**Data records**

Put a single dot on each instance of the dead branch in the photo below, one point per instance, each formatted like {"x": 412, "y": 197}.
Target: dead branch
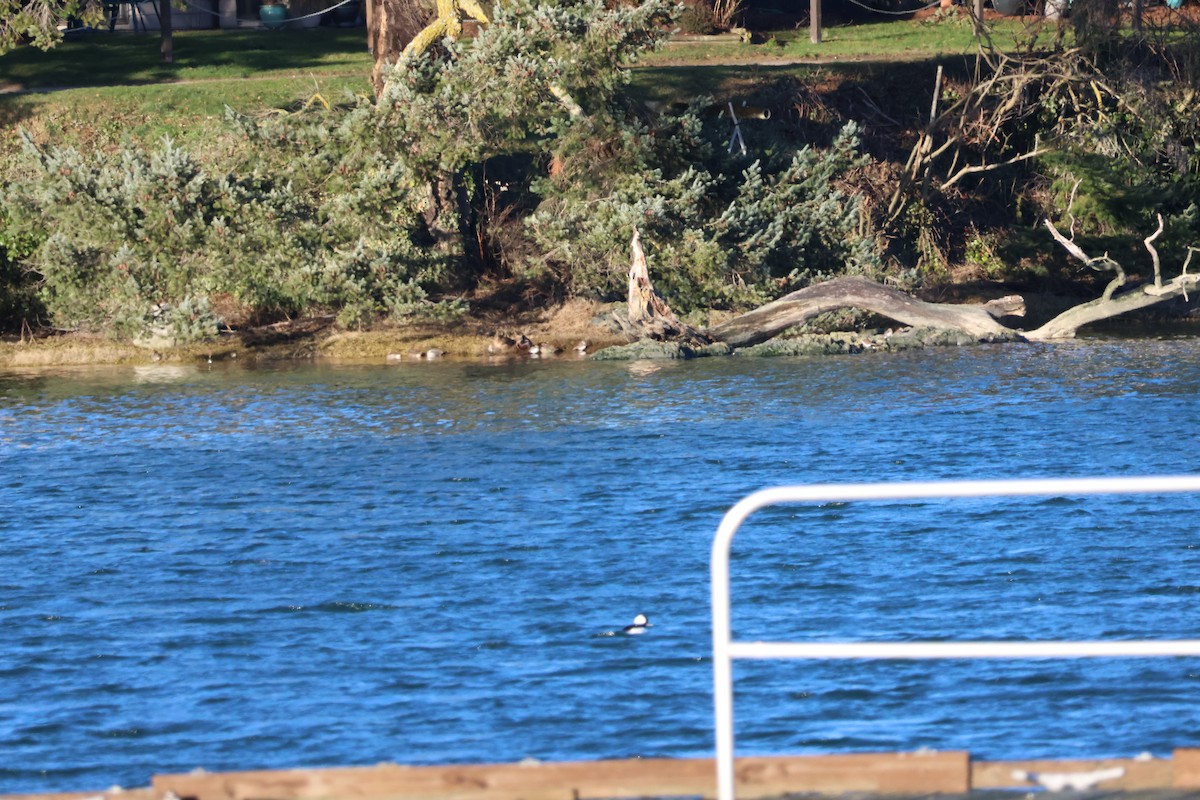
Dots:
{"x": 1101, "y": 263}
{"x": 987, "y": 168}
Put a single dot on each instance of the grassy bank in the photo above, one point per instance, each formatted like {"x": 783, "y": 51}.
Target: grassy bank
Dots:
{"x": 305, "y": 204}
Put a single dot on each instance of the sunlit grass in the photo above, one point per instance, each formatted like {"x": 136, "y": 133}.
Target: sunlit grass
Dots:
{"x": 905, "y": 38}
{"x": 121, "y": 59}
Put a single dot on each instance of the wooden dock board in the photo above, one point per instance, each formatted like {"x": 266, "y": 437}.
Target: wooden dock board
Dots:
{"x": 949, "y": 774}
{"x": 757, "y": 777}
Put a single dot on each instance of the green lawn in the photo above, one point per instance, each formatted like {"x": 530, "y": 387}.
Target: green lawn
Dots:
{"x": 105, "y": 59}
{"x": 120, "y": 88}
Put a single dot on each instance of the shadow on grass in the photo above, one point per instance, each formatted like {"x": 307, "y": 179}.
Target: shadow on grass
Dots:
{"x": 13, "y": 110}
{"x": 103, "y": 59}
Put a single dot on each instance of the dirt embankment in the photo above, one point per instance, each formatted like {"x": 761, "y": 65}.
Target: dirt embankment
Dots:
{"x": 555, "y": 332}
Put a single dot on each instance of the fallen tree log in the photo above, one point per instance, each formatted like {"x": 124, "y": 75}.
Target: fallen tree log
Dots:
{"x": 649, "y": 317}
{"x": 774, "y": 318}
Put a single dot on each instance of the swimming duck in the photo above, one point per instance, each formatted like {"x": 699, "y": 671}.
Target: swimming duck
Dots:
{"x": 501, "y": 343}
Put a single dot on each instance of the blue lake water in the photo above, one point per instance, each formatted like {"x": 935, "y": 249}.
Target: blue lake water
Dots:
{"x": 231, "y": 567}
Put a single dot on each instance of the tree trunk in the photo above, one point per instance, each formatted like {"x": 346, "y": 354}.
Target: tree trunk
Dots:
{"x": 391, "y": 25}
{"x": 648, "y": 314}
{"x": 166, "y": 28}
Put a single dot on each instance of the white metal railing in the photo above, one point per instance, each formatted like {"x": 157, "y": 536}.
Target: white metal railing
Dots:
{"x": 725, "y": 650}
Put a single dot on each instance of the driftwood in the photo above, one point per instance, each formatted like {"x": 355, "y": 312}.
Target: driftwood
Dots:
{"x": 649, "y": 317}
{"x": 769, "y": 320}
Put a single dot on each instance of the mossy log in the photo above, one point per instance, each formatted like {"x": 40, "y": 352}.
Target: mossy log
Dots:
{"x": 651, "y": 317}
{"x": 774, "y": 318}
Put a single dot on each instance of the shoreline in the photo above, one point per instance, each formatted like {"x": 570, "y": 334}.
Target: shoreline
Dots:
{"x": 879, "y": 774}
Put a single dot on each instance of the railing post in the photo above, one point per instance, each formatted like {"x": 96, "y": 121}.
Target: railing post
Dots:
{"x": 725, "y": 649}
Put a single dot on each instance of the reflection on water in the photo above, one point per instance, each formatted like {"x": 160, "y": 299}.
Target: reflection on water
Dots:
{"x": 234, "y": 567}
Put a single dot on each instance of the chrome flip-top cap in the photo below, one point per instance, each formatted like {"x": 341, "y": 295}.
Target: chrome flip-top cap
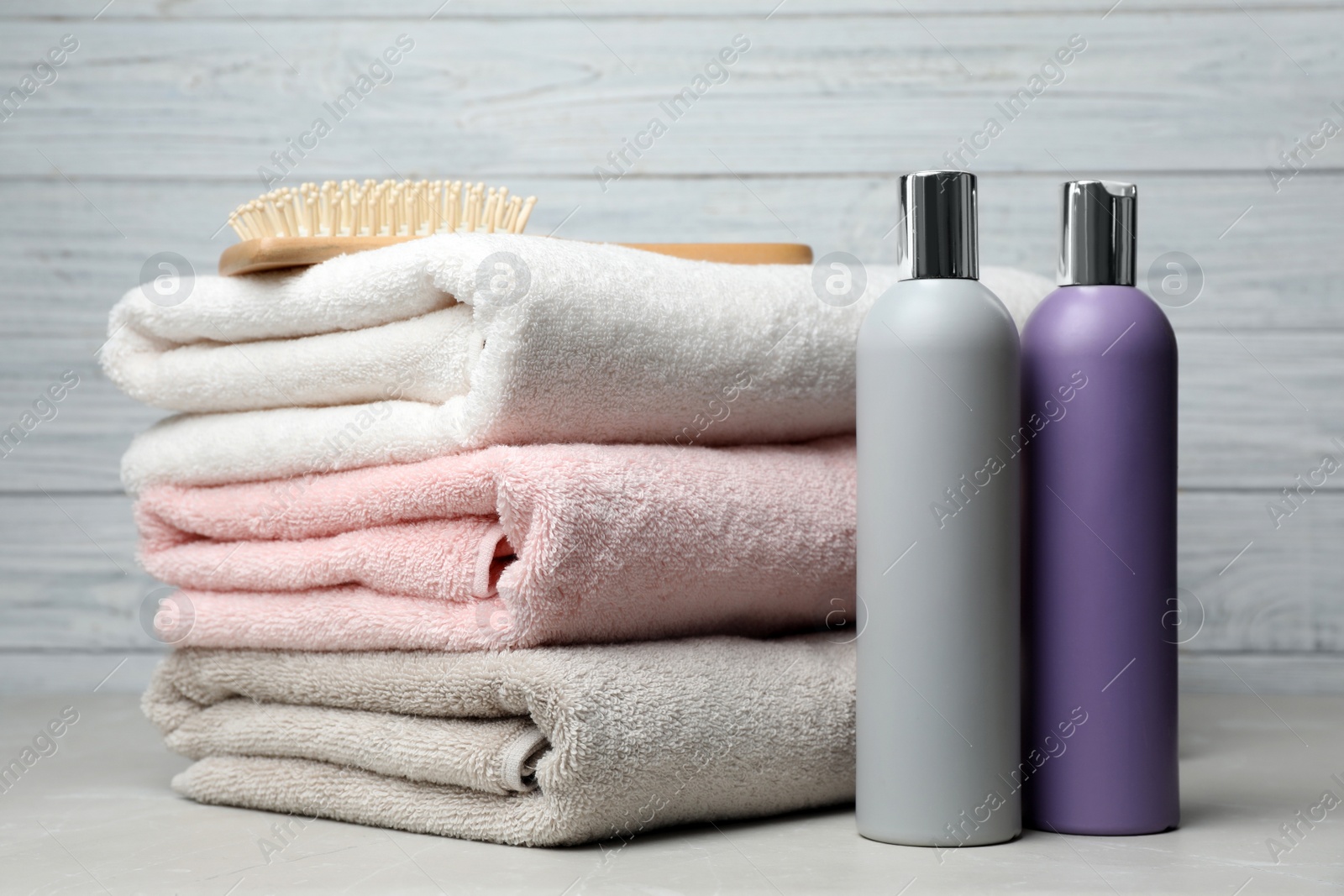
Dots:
{"x": 1097, "y": 233}
{"x": 938, "y": 226}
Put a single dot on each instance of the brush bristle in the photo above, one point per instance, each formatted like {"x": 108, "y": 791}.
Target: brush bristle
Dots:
{"x": 382, "y": 208}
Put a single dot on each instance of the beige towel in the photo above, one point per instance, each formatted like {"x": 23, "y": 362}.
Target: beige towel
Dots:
{"x": 622, "y": 738}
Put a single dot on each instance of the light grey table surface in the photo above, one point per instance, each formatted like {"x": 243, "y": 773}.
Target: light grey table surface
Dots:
{"x": 98, "y": 817}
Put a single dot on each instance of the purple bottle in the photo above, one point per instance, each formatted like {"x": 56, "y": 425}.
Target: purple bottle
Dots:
{"x": 1099, "y": 379}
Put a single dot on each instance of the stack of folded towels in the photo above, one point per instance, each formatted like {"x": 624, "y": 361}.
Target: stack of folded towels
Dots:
{"x": 539, "y": 564}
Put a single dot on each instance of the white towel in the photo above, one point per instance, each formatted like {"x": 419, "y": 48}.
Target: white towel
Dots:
{"x": 429, "y": 347}
{"x": 622, "y": 738}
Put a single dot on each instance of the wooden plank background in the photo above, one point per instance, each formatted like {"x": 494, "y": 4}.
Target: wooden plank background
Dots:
{"x": 156, "y": 125}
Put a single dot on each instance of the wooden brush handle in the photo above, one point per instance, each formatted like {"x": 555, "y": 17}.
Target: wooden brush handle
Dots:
{"x": 272, "y": 253}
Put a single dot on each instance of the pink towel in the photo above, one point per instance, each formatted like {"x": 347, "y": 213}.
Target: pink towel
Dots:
{"x": 514, "y": 547}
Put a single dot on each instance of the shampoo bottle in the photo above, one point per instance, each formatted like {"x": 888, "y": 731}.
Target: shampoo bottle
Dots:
{"x": 938, "y": 539}
{"x": 1100, "y": 412}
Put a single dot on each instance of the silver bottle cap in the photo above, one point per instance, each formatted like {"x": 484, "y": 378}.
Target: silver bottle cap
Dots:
{"x": 1097, "y": 233}
{"x": 938, "y": 226}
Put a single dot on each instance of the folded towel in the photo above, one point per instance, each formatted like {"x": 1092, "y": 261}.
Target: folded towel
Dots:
{"x": 514, "y": 547}
{"x": 631, "y": 736}
{"x": 425, "y": 348}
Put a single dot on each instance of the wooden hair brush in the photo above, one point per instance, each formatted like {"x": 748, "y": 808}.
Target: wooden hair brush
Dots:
{"x": 295, "y": 228}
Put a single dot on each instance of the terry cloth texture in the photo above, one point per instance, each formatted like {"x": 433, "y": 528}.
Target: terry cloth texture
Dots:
{"x": 514, "y": 547}
{"x": 430, "y": 347}
{"x": 636, "y": 736}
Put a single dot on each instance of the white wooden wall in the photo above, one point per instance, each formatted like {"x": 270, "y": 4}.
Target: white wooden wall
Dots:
{"x": 158, "y": 123}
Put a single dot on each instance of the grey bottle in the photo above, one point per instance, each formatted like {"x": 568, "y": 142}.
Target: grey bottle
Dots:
{"x": 938, "y": 539}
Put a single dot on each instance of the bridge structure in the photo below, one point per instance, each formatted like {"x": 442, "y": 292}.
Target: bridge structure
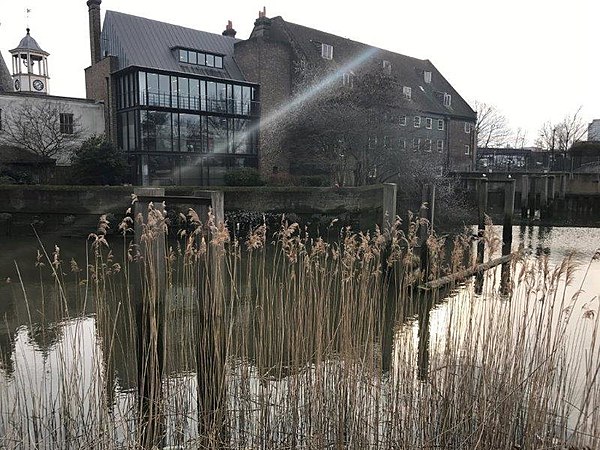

**Exercise brief**
Every line above in the stretch from the one with "Put a single dot on each instance of the driftwood" through the one with "Target: beige towel" is to be transcribed exactly, ends included. No picture is copied.

**Response box**
Put a single dot on each instance of the driftwood in the photo above, one point per instance, each formatted like {"x": 355, "y": 312}.
Target: driftwood
Dots:
{"x": 649, "y": 317}
{"x": 769, "y": 320}
Put a single dot on each instance of the mossy log in the photo above, one point per instance, each formatted like {"x": 40, "y": 352}.
Target: mossy log
Dots:
{"x": 651, "y": 317}
{"x": 774, "y": 318}
Put a single dot on each instance of the shoreline in the photo above, one point per instance, each formatted like {"x": 570, "y": 334}.
Target: shoreline
Dots:
{"x": 879, "y": 774}
Put a single dot on each instance of the railing post in the photo above, one point per instance, each formatted like {"x": 96, "y": 121}.
Target: railing post
Dots:
{"x": 725, "y": 649}
Put a single dot on each instance of the reflection on water in the photo above, one point per instance, each formatted like {"x": 160, "y": 299}.
Target: reflection on water
Dots:
{"x": 234, "y": 567}
Put a single dot on each instance of the chrome flip-top cap in the photo below, one point per instance, each formatted like {"x": 341, "y": 295}.
Target: chrome flip-top cap
Dots:
{"x": 1097, "y": 233}
{"x": 938, "y": 226}
Put a single dot on each instance of the brush bristle in the photo above, one point per instance, each formatted like {"x": 108, "y": 791}.
Target: brush bristle
Dots:
{"x": 382, "y": 208}
Put a single dot on each instance of the beige towel in the photo above, one point per instance, each formatted like {"x": 23, "y": 362}.
Target: beige towel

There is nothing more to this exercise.